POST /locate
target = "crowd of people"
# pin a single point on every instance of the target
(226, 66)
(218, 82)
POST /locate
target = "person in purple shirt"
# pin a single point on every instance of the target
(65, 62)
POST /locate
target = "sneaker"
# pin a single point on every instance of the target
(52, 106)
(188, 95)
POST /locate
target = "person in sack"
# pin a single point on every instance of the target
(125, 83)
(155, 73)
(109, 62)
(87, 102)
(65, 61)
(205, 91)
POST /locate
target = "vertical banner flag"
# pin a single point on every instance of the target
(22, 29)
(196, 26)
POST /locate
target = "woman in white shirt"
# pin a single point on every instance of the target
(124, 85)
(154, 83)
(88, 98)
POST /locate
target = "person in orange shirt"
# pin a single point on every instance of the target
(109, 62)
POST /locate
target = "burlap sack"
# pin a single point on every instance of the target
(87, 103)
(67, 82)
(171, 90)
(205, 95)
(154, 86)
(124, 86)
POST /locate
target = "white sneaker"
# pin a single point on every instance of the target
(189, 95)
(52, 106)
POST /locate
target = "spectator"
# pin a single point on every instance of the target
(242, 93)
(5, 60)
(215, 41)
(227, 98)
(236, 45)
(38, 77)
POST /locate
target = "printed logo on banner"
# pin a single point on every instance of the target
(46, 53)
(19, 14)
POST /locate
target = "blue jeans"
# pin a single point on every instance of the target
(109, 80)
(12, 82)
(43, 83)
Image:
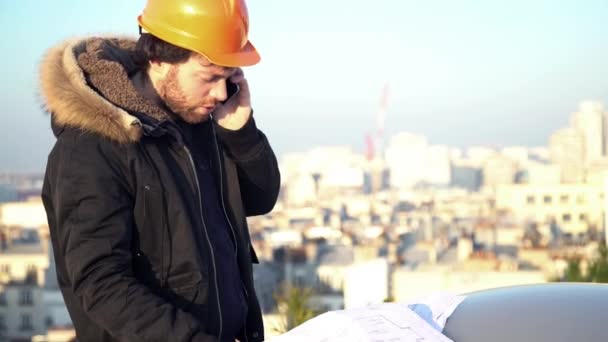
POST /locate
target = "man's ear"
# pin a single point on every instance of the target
(158, 68)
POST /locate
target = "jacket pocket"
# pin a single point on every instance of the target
(189, 292)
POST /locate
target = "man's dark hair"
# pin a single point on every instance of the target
(150, 48)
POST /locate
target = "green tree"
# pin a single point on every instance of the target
(597, 272)
(573, 272)
(294, 303)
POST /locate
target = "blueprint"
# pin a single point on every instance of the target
(389, 322)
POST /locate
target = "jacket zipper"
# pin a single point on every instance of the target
(219, 160)
(200, 203)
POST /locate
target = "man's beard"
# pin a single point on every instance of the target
(172, 94)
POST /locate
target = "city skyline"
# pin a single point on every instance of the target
(463, 73)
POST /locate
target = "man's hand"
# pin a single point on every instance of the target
(234, 114)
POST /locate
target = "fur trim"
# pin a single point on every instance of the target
(72, 102)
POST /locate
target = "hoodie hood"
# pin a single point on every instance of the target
(86, 84)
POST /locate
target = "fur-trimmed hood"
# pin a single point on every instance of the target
(86, 84)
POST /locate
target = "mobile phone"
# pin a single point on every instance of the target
(231, 90)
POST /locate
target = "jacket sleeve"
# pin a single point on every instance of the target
(257, 167)
(94, 213)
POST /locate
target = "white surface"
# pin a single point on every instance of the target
(384, 322)
(437, 308)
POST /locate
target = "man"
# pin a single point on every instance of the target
(155, 168)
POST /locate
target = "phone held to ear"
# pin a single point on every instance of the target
(231, 90)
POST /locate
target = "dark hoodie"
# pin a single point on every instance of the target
(137, 228)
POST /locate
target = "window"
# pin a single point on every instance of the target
(26, 298)
(26, 323)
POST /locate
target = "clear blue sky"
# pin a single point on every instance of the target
(461, 72)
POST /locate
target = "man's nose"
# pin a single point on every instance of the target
(219, 91)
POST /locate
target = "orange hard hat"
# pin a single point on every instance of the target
(217, 29)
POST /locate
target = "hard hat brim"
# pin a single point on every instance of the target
(248, 56)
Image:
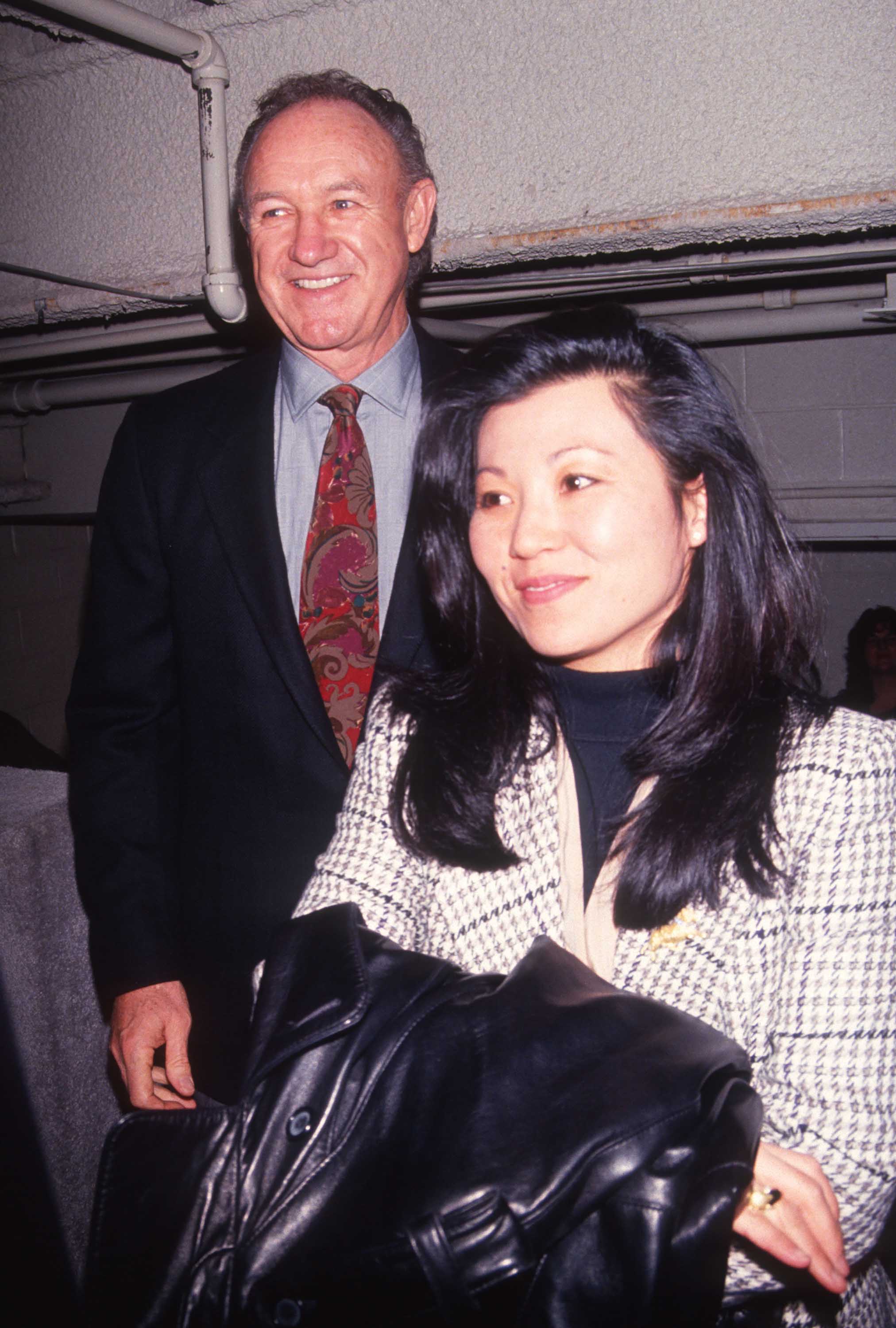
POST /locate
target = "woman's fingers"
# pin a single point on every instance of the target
(802, 1228)
(769, 1153)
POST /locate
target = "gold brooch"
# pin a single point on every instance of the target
(683, 927)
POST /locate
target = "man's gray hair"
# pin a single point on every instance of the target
(379, 103)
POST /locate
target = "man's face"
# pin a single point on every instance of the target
(331, 232)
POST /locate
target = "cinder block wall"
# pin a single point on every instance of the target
(822, 412)
(43, 581)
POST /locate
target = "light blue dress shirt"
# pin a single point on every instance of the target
(390, 416)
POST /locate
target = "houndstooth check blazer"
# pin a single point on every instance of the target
(806, 982)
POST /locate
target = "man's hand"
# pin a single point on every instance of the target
(802, 1229)
(141, 1022)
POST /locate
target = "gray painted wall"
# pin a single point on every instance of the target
(572, 128)
(814, 408)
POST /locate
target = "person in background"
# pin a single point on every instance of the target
(871, 664)
(630, 755)
(253, 569)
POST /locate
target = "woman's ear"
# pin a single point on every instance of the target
(693, 510)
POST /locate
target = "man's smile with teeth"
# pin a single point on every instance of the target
(318, 283)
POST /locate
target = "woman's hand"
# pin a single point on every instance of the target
(802, 1229)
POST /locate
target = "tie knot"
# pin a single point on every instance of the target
(343, 400)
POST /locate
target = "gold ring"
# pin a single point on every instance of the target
(762, 1197)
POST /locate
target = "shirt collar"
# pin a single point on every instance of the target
(390, 382)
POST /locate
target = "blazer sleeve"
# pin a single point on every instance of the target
(826, 1063)
(124, 727)
(366, 864)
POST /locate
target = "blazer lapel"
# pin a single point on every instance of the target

++++++++

_REQUIRED ACTION_: Give all the records again, exactly, without images.

_ANSWER TO THE EXERCISE_:
POST /locate
target = "crowd of people"
# pin a single point on every instance of the target
(226, 66)
(218, 82)
POST /locate
target = "person in purple shirt"
# pin a single point on every instance of the target
(65, 62)
POST /locate
target = "sneaker"
# pin a single point on every instance of the target
(52, 106)
(188, 95)
POST /locate
target = "person in sack"
# pin a single point on every instance of the target
(125, 83)
(155, 73)
(109, 62)
(87, 102)
(65, 61)
(205, 91)
POST /locate
target = "vertical banner flag"
# pin a single point on every instance of the target
(22, 29)
(196, 26)
POST /locate
target = "woman in white shirt"
# pin a single point on every instance of the target
(124, 85)
(154, 83)
(88, 98)
POST /locate
target = "person in orange shirt"
# pin a single point on every instance of the target
(109, 62)
POST /locate
target = "burlap sack"
# pin a single point on every instance of the target
(87, 103)
(67, 82)
(171, 90)
(205, 95)
(154, 86)
(124, 86)
POST /locate
target = "white sneaker"
# pin a single point on every instance of the target
(189, 95)
(52, 106)
POST /locate
target = "spectator"
# pin a single point on every instance of the target
(242, 93)
(5, 60)
(215, 41)
(227, 98)
(236, 45)
(38, 77)
POST /locate
target = "printed logo on banner"
# pin a single point on every instance of the target
(46, 53)
(19, 14)
POST /locate
target = "blue jeans"
# pin a single point on every instance of the target
(109, 80)
(12, 82)
(43, 83)
Image:
POST /locate
target = "man's ear"
# pin a single point on every instance of the target
(158, 68)
POST /locate
target = "jacket pocket"
# pin a single point on every instance of the target
(189, 292)
POST /locate
target = "man's dark hair"
# pin a single point on every instance of the target
(150, 48)
POST /locate
target = "green tree"
# pin a single point on every instance of the target
(597, 272)
(573, 272)
(294, 303)
POST /locate
target = "blueprint"
# pin a single point on every instance of the target
(389, 322)
POST /locate
target = "jacket zipper"
# pin a single point on every instance of the target
(219, 160)
(200, 203)
POST /locate
target = "man's beard"
# pin a single point on every instance of the target
(172, 94)
POST /locate
target = "city skyline"
# pin a single point on every instance of the target
(463, 73)
POST /locate
target = "man's hand"
# pin a single point on every instance of the target
(234, 114)
POST /locate
target = "fur trim"
# pin a single point on every instance of the target
(72, 102)
POST /locate
target = "hoodie hood"
# pin a single point on every instance of the target
(86, 84)
POST /locate
target = "fur-trimmed hood"
# pin a single point on every instance of the target
(86, 84)
POST /locate
target = "mobile phone"
# pin a single point on every instance of the target
(231, 90)
POST /locate
target = "jacket sleeve"
# pin a single point on every instance of the target
(257, 167)
(94, 213)
POST /locate
target = "white surface"
# pin a single point on every instance of the target
(384, 322)
(437, 308)
POST /locate
target = "man"
# pin a single point on every instance of the target
(155, 168)
POST /locate
target = "phone held to ear"
# pin a single point on every instance of the target
(231, 90)
POST /locate
target = "dark hoodie"
# pin a single point on every instance of the target
(137, 228)
POST /locate
target = "window"
# pin a single point on every instance of the target
(26, 298)
(26, 323)
POST /locate
target = "clear blue sky"
# pin a single point on every instance of the target
(461, 72)
POST /locate
target = "man's nose"
# pin a single point on every instance of the target
(219, 91)
POST /locate
target = "orange hard hat"
# pin a single point on every instance of the target
(217, 29)
POST /locate
target = "hard hat brim"
# pin a single point on every instance of the target
(248, 56)
Image:
POST /locate
target = "woman's fingers"
# pin a single point on every instance of the target
(802, 1228)
(769, 1153)
POST /locate
target = "gold brooch"
# pin a single point on every instance of the target
(683, 927)
POST /locate
target = "man's gray hair"
# pin a single point on every instance of the target
(379, 103)
POST /locate
target = "man's face"
# pin a single point on every instance of the target
(331, 232)
POST /locate
target = "cinder block wall"
# pin a single point on every instance of the target
(822, 412)
(43, 581)
POST /locate
target = "light blue dress shirt"
# pin a single point on every instance of the target
(390, 416)
POST /locate
target = "houndstooth check blazer"
# pin a single point on every instance of the target
(806, 982)
POST /locate
target = "man's hand"
# pin a single point on every instance of the target
(802, 1229)
(141, 1022)
POST /locate
target = "gray painted wall"
# pin a single point on every instance of the target
(572, 128)
(814, 408)
POST /locate
target = "person in background"
# pin a single point on every instance of the target
(871, 664)
(630, 755)
(253, 569)
POST /locate
target = "woman's ear"
# pin a single point on every instance of the target
(693, 510)
POST /locate
target = "man's smile with teeth"
# pin a single point on every instance of the target
(318, 283)
POST /locate
target = "woman's hand"
# pin a single point on every instance of the target
(802, 1229)
POST /locate
target = "tie knot"
# pin a single point on every instance of the target
(343, 400)
POST /locate
target = "gold ring"
# pin a single point on every instance of the target
(762, 1197)
POST /locate
target = "shirt collar"
# pin a single point on every instance of the target
(390, 382)
POST /locate
target = "blazer sleeve"
# pin a single point on every instance of the target
(826, 1063)
(124, 727)
(366, 864)
POST /locate
target = "blazer lapel"
# pin a single point on every instance of the target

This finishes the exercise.